▶ [REQUIRED WORK] Reproduce word for word the stretch of the lab background on differential equations below, from "In this lab we will be" through "solve ODE equations.".

Background

In this lab we will be using ODE or ordinary differential equation, is when we use a function and also apply its derivatives, to show the relationship between a function and its rate of change. In this lab we will also use a method called Taylor expansion is used for an approximation of a function, this is done by using an infinite sum of terms, and its derivatives for said function of x. This method is useful, when the equations or functions cannot be solved analytically. In this lab we will also be using Euler method, which will come in handy when we are trying to solve ODE equations.

Euler method in radioactive decay

we will use the equation that describes how the number of surviving nuclei changes with time is:

dN / dt=−N/τ where N = number of nuclei present τ = half live of the nuclei

next step will be to solve the equation by separating variables N(t)=N0e^−t/τ this being the analytic solution with respect to time.

▶ [GIVEN INFORMATION]
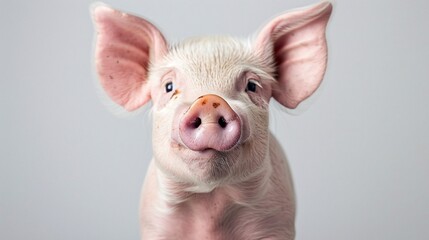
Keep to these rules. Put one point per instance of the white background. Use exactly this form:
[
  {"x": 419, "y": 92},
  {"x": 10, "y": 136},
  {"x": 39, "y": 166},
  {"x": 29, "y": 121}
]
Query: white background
[{"x": 70, "y": 169}]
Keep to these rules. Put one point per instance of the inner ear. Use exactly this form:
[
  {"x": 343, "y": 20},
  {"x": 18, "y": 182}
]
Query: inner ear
[
  {"x": 125, "y": 47},
  {"x": 296, "y": 40}
]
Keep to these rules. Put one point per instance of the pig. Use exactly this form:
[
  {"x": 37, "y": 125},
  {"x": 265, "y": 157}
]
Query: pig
[{"x": 217, "y": 171}]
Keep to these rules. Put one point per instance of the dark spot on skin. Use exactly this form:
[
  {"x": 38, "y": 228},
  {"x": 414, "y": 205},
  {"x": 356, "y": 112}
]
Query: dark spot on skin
[{"x": 176, "y": 92}]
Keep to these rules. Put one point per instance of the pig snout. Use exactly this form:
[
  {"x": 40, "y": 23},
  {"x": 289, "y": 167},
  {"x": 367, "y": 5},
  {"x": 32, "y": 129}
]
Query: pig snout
[{"x": 210, "y": 123}]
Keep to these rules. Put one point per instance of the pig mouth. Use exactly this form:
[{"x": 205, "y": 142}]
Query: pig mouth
[{"x": 204, "y": 154}]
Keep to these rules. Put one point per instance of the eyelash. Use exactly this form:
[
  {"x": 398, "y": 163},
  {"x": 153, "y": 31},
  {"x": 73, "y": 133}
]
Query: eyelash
[{"x": 252, "y": 85}]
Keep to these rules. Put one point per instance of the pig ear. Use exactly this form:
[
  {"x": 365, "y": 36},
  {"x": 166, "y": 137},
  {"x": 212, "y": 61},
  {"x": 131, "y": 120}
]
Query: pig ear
[
  {"x": 297, "y": 41},
  {"x": 125, "y": 46}
]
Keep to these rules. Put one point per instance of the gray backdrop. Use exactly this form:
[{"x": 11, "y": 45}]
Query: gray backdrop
[{"x": 70, "y": 169}]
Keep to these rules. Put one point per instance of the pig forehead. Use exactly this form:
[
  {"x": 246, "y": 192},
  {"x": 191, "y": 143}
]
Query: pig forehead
[{"x": 216, "y": 61}]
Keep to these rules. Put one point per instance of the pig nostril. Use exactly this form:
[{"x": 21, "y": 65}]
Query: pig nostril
[
  {"x": 222, "y": 122},
  {"x": 196, "y": 122}
]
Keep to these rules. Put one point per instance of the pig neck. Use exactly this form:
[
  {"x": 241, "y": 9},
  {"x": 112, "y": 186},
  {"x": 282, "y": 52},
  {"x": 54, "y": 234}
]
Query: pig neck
[{"x": 248, "y": 192}]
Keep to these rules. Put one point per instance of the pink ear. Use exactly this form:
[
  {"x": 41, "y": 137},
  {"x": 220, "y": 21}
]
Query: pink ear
[
  {"x": 124, "y": 48},
  {"x": 297, "y": 41}
]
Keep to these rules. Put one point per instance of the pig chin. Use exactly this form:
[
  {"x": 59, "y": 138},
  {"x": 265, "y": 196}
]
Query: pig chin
[{"x": 208, "y": 164}]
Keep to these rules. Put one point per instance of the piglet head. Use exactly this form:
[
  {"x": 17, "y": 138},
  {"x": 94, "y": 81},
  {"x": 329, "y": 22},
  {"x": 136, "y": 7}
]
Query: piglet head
[{"x": 211, "y": 95}]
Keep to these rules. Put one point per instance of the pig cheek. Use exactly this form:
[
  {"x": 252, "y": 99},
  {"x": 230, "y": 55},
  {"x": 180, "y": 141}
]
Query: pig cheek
[
  {"x": 164, "y": 156},
  {"x": 255, "y": 147}
]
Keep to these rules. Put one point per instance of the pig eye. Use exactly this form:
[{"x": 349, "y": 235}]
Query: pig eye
[
  {"x": 169, "y": 87},
  {"x": 252, "y": 85}
]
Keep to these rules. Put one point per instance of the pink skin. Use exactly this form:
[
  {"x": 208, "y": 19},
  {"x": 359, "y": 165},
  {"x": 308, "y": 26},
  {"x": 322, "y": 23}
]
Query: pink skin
[
  {"x": 210, "y": 123},
  {"x": 217, "y": 172}
]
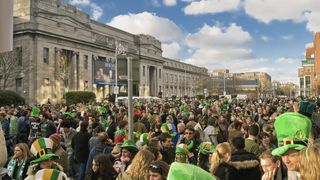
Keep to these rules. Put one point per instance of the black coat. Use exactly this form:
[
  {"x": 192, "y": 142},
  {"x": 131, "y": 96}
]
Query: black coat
[
  {"x": 247, "y": 165},
  {"x": 80, "y": 146}
]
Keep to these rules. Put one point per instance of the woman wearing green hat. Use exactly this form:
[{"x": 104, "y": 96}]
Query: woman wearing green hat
[{"x": 42, "y": 151}]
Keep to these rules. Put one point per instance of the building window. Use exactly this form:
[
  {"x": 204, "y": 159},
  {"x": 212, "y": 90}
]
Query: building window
[
  {"x": 19, "y": 85},
  {"x": 143, "y": 71},
  {"x": 85, "y": 61},
  {"x": 308, "y": 82},
  {"x": 46, "y": 55},
  {"x": 19, "y": 55}
]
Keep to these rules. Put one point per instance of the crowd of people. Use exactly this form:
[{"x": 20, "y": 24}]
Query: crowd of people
[{"x": 179, "y": 138}]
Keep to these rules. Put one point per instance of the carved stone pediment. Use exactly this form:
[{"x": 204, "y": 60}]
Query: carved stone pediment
[{"x": 64, "y": 19}]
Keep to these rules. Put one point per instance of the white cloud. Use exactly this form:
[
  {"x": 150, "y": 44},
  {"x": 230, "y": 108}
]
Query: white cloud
[
  {"x": 155, "y": 3},
  {"x": 286, "y": 61},
  {"x": 171, "y": 50},
  {"x": 170, "y": 2},
  {"x": 96, "y": 11},
  {"x": 148, "y": 23},
  {"x": 265, "y": 38},
  {"x": 211, "y": 6},
  {"x": 287, "y": 37},
  {"x": 282, "y": 10},
  {"x": 216, "y": 45},
  {"x": 219, "y": 37},
  {"x": 80, "y": 2},
  {"x": 313, "y": 18}
]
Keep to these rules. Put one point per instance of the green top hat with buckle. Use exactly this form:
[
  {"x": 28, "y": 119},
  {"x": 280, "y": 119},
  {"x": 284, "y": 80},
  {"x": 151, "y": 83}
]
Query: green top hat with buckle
[
  {"x": 130, "y": 145},
  {"x": 167, "y": 128},
  {"x": 42, "y": 150},
  {"x": 182, "y": 149},
  {"x": 206, "y": 148},
  {"x": 35, "y": 111},
  {"x": 292, "y": 130}
]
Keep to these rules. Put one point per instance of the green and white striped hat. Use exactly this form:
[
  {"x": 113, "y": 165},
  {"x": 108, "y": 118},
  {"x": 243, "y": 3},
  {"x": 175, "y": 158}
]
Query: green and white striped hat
[
  {"x": 42, "y": 150},
  {"x": 50, "y": 174}
]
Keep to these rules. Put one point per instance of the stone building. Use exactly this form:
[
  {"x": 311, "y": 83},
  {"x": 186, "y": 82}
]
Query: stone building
[
  {"x": 63, "y": 50},
  {"x": 309, "y": 71}
]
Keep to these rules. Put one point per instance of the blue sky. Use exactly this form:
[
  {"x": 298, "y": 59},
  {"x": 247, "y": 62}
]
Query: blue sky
[{"x": 241, "y": 35}]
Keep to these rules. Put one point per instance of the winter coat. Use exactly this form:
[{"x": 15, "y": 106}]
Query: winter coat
[{"x": 33, "y": 169}]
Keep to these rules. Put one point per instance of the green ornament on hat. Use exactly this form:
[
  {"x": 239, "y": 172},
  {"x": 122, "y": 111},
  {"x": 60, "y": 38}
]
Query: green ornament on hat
[
  {"x": 69, "y": 114},
  {"x": 183, "y": 171},
  {"x": 35, "y": 112},
  {"x": 306, "y": 108},
  {"x": 101, "y": 110},
  {"x": 292, "y": 130},
  {"x": 130, "y": 145},
  {"x": 182, "y": 149},
  {"x": 50, "y": 174},
  {"x": 206, "y": 148},
  {"x": 144, "y": 139},
  {"x": 167, "y": 128},
  {"x": 42, "y": 150}
]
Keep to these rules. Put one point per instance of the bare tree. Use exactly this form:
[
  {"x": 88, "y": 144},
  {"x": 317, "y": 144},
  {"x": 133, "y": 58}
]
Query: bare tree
[{"x": 8, "y": 62}]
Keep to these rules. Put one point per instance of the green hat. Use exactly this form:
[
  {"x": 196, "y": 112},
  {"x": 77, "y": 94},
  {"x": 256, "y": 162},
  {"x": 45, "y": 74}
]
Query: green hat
[
  {"x": 144, "y": 139},
  {"x": 136, "y": 136},
  {"x": 182, "y": 149},
  {"x": 292, "y": 131},
  {"x": 306, "y": 108},
  {"x": 206, "y": 148},
  {"x": 42, "y": 150},
  {"x": 35, "y": 112},
  {"x": 183, "y": 171},
  {"x": 130, "y": 145},
  {"x": 68, "y": 114},
  {"x": 167, "y": 128},
  {"x": 51, "y": 174},
  {"x": 101, "y": 110}
]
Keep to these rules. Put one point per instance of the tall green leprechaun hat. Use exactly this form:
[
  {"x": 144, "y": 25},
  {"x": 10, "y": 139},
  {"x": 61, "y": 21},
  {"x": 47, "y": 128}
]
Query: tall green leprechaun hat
[
  {"x": 182, "y": 149},
  {"x": 50, "y": 174},
  {"x": 42, "y": 150},
  {"x": 292, "y": 130}
]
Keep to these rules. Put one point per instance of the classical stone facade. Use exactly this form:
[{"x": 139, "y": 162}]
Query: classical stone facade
[{"x": 64, "y": 50}]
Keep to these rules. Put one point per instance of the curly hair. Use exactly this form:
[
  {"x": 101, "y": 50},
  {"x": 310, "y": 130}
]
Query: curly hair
[
  {"x": 309, "y": 163},
  {"x": 139, "y": 168},
  {"x": 222, "y": 150}
]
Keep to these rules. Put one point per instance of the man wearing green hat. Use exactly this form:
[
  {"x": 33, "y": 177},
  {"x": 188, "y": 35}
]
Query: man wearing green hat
[
  {"x": 292, "y": 131},
  {"x": 42, "y": 151}
]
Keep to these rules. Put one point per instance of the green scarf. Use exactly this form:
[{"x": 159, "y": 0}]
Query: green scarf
[{"x": 13, "y": 172}]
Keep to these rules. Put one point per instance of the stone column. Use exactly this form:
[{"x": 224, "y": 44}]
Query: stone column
[
  {"x": 57, "y": 80},
  {"x": 74, "y": 71},
  {"x": 6, "y": 24}
]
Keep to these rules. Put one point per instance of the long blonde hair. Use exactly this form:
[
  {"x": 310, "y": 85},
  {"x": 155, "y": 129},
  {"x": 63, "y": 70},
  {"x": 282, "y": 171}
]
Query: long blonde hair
[
  {"x": 309, "y": 163},
  {"x": 223, "y": 150},
  {"x": 139, "y": 168}
]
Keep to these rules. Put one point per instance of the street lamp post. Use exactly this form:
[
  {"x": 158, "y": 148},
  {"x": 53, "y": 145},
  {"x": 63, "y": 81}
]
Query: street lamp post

▶ [REPLY TO THE TASK]
In this lab we will be using ODE or ordinary differential equation, is when we use a function and also apply its derivatives, to show the relationship between a function and its rate of change. In this lab we will also use a method called Taylor expansion is used for an approximation of a function, this is done by using an infinite sum of terms, and its derivatives for said function of x. This method is useful, when the equations or functions cannot be solved analytically. In this lab we will also be using Euler method, which will come in handy when we are trying to solve ODE equations.